╔══

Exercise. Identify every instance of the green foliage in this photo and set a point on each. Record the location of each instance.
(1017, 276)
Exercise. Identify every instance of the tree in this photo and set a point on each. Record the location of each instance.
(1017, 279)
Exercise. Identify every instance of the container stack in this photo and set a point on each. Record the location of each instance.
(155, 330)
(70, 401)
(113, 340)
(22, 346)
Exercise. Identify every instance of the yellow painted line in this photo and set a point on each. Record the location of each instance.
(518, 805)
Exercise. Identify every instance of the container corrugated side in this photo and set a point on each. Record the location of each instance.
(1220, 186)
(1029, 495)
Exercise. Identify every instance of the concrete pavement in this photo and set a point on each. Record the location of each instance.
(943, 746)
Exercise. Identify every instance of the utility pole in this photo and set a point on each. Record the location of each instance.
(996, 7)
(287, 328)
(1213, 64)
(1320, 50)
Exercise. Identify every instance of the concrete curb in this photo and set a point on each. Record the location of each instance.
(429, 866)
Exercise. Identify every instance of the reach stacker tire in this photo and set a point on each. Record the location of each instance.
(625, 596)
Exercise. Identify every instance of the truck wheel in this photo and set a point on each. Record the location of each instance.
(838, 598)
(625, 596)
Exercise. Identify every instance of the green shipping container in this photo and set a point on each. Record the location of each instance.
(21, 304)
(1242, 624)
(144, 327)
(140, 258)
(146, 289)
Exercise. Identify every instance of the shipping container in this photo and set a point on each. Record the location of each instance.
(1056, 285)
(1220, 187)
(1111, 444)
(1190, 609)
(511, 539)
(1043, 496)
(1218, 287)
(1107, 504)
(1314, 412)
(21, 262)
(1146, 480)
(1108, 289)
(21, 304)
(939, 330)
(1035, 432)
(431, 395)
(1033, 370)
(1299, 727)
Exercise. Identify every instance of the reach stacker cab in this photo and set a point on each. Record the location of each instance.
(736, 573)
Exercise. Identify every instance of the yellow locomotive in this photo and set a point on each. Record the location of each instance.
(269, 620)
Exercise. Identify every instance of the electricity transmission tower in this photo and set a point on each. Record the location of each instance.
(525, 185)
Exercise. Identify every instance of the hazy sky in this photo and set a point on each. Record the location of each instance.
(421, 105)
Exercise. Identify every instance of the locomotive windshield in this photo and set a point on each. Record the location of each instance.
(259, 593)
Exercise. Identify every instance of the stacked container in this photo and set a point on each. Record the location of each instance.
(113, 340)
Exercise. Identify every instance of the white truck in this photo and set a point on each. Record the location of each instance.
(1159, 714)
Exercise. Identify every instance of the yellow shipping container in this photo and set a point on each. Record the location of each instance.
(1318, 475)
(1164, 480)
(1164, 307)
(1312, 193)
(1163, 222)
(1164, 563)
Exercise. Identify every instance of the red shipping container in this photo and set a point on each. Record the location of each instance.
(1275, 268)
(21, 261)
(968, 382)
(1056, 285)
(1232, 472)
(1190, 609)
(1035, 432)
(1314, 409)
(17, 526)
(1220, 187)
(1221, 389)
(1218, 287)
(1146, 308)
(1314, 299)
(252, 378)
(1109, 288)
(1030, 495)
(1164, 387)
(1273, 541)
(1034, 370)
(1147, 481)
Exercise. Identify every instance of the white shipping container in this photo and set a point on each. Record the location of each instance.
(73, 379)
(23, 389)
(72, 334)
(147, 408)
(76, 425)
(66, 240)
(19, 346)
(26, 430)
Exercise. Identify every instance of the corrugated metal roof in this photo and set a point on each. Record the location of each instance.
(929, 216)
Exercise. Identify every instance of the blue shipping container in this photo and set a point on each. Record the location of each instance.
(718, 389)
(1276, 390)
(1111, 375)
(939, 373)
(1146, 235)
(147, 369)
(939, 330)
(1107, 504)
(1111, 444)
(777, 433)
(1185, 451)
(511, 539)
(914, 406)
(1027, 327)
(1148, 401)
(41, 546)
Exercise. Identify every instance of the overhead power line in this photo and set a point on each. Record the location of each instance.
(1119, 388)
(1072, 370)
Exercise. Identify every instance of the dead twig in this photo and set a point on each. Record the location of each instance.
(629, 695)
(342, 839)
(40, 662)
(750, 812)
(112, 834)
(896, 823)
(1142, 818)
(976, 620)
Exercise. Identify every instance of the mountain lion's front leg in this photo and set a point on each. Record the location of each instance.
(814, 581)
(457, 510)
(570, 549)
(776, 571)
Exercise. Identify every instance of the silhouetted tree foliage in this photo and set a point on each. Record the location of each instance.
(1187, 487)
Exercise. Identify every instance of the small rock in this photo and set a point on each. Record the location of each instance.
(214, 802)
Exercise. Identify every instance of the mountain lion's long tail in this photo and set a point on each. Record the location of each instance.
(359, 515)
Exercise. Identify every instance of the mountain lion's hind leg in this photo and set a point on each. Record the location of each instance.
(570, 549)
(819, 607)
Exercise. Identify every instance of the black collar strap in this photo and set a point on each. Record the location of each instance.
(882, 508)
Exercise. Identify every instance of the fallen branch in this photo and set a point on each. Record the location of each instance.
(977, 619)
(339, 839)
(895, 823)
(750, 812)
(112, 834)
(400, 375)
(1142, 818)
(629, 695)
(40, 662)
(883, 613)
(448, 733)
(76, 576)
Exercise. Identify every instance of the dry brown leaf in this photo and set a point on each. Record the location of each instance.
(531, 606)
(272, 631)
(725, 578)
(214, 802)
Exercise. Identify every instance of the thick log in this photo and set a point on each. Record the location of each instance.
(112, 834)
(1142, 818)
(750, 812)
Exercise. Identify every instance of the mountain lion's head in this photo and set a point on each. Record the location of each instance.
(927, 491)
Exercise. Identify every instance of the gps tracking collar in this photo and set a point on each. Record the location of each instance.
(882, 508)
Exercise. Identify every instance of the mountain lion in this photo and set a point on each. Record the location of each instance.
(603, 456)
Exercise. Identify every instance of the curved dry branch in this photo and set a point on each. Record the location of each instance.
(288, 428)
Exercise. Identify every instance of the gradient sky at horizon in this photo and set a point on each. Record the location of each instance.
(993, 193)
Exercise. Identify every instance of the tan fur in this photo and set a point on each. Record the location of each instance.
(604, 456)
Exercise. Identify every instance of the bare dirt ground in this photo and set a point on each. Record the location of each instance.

╚══

THE EXERCISE. Scale everything from the line containing "Exercise. Identify every instance of the red" down to the line containing "(1147, 481)", both ends included. Write each of those lines out again with the requests unchanged and every point coordinate multiplied by 0.6 and rounded to a whole number, with halves rounded up.

EXPECTED OUTPUT.
Exercise. Identify every instance of the red shipping container in this photo and set a point on each. Record the location of each instance.
(765, 161)
(13, 157)
(581, 229)
(634, 171)
(739, 283)
(714, 365)
(621, 259)
(788, 245)
(10, 316)
(732, 112)
(733, 233)
(731, 172)
(688, 185)
(788, 179)
(151, 227)
(665, 173)
(618, 297)
(698, 232)
(764, 325)
(620, 222)
(688, 289)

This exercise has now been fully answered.